■ Saved entries:
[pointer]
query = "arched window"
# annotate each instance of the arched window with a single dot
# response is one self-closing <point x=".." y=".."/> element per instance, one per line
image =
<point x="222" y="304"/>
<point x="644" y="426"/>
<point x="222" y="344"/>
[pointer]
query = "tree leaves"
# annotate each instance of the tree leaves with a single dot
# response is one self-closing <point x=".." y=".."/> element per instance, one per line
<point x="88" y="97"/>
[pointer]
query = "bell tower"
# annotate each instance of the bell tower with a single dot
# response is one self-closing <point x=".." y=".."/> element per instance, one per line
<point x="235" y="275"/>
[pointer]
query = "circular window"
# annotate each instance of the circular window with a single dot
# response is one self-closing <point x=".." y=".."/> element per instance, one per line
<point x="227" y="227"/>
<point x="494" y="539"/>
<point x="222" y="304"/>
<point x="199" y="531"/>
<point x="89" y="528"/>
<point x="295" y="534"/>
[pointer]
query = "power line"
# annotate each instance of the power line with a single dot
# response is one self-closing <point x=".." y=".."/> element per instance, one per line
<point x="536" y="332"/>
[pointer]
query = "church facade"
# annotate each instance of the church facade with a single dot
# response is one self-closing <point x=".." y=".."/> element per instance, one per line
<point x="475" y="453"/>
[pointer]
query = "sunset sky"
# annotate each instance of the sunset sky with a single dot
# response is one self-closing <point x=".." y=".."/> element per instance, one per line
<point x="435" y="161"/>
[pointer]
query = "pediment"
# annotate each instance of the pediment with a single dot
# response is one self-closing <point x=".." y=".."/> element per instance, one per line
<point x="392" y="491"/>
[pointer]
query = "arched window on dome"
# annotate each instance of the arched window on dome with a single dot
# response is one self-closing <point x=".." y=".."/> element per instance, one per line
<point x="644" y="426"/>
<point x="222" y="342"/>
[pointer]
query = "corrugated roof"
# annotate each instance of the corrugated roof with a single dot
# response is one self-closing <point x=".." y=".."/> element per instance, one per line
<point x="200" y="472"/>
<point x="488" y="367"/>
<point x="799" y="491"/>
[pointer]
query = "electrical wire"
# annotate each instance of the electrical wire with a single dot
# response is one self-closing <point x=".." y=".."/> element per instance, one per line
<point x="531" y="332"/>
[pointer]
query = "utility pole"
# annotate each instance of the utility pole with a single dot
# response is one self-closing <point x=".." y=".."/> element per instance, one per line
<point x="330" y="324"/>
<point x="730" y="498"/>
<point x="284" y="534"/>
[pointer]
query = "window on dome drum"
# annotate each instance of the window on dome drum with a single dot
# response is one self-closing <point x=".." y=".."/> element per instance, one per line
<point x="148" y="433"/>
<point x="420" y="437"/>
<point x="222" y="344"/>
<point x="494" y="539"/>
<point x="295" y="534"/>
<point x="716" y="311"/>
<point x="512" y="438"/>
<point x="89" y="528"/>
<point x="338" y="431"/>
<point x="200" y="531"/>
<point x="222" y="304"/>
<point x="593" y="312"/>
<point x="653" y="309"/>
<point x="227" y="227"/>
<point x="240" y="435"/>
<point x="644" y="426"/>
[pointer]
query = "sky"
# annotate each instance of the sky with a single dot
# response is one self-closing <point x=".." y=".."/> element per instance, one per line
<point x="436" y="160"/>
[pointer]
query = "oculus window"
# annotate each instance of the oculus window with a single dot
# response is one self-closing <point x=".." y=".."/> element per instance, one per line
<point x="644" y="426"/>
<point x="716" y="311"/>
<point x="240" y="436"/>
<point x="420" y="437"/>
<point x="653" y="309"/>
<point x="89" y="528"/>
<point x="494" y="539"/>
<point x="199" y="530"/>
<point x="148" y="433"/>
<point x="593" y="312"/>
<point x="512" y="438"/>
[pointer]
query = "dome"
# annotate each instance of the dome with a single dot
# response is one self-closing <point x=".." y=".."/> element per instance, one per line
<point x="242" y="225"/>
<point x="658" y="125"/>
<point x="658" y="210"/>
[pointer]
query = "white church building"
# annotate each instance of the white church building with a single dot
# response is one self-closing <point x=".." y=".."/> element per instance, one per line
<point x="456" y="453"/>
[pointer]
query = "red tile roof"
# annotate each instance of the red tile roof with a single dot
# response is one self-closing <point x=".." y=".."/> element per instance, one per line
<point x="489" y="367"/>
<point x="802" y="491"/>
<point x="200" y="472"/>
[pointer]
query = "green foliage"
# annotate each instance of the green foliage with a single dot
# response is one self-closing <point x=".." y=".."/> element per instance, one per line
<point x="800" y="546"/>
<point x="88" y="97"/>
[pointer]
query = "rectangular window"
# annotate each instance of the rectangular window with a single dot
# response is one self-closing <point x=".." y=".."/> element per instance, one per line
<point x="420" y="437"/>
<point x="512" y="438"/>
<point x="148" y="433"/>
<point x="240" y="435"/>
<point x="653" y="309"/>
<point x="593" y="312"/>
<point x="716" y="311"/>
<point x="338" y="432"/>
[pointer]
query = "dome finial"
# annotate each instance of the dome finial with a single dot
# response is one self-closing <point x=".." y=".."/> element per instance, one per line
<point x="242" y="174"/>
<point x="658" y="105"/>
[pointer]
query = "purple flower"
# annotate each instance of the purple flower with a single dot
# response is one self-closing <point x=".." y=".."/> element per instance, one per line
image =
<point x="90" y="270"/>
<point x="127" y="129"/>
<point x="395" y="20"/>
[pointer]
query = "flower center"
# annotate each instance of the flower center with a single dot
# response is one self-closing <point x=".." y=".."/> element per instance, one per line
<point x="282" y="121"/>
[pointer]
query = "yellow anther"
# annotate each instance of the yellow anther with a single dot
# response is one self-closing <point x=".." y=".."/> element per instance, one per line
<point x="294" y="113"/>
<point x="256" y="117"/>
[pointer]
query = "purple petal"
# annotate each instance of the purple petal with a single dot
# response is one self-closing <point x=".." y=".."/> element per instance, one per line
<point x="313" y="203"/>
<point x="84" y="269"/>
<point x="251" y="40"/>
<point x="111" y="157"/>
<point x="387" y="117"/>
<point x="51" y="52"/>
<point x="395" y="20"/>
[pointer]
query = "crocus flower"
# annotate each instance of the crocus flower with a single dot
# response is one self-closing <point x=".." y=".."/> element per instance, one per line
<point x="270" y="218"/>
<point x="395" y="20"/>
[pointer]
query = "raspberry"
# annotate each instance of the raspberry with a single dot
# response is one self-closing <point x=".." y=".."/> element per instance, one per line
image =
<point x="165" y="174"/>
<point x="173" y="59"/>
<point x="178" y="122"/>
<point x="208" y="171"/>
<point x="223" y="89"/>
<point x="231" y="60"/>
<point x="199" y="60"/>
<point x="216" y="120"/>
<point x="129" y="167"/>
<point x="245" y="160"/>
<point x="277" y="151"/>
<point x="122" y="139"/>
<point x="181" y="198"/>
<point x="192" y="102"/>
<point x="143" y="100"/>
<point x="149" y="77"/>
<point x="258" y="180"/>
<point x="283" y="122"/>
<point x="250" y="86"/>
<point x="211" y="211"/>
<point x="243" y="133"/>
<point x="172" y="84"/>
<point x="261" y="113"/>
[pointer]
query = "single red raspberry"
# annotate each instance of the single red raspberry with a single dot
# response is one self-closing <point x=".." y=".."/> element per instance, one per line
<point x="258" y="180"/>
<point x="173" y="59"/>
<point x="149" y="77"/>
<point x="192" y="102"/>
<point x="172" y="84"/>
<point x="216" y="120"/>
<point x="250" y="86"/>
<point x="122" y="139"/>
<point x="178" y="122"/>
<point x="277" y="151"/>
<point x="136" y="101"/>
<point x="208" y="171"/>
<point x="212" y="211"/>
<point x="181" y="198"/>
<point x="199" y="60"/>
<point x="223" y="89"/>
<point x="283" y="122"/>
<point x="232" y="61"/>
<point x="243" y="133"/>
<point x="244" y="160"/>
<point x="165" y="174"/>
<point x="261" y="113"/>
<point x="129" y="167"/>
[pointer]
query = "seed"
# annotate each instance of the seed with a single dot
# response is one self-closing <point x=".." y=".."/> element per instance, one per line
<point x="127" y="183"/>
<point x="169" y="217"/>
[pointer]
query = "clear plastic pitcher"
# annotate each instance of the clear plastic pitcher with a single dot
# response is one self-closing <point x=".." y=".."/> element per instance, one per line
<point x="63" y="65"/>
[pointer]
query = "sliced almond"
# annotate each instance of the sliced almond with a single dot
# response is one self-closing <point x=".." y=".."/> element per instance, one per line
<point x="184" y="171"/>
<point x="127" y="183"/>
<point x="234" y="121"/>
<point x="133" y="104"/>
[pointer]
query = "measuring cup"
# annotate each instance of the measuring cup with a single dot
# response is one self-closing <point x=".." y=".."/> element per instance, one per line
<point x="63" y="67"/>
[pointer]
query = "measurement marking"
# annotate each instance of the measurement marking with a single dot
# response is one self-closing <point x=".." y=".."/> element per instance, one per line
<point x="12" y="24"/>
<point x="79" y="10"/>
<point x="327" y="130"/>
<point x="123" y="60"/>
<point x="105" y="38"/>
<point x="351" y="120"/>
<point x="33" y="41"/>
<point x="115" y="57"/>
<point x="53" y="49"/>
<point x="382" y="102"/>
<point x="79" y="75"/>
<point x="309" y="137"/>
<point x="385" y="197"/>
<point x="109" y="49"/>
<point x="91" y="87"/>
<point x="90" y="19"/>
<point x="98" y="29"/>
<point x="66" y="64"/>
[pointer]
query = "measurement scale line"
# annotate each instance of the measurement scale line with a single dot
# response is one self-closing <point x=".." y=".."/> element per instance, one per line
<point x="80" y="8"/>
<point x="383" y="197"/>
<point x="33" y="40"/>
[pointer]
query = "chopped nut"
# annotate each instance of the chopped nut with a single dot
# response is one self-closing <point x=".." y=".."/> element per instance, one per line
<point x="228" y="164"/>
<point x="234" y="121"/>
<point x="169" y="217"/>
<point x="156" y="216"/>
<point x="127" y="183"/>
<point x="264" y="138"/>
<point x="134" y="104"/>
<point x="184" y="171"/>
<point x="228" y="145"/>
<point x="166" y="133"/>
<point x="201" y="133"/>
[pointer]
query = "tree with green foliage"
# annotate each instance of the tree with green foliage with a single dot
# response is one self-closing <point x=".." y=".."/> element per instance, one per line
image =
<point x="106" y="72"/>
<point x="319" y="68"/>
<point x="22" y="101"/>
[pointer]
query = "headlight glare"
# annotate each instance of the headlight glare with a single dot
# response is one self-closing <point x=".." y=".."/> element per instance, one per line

■ What you will do: Each line holding the word "bell" must be copied from the data.

■ Answer box:
query = "bell tower"
# annotate each instance of the bell tower with a single dot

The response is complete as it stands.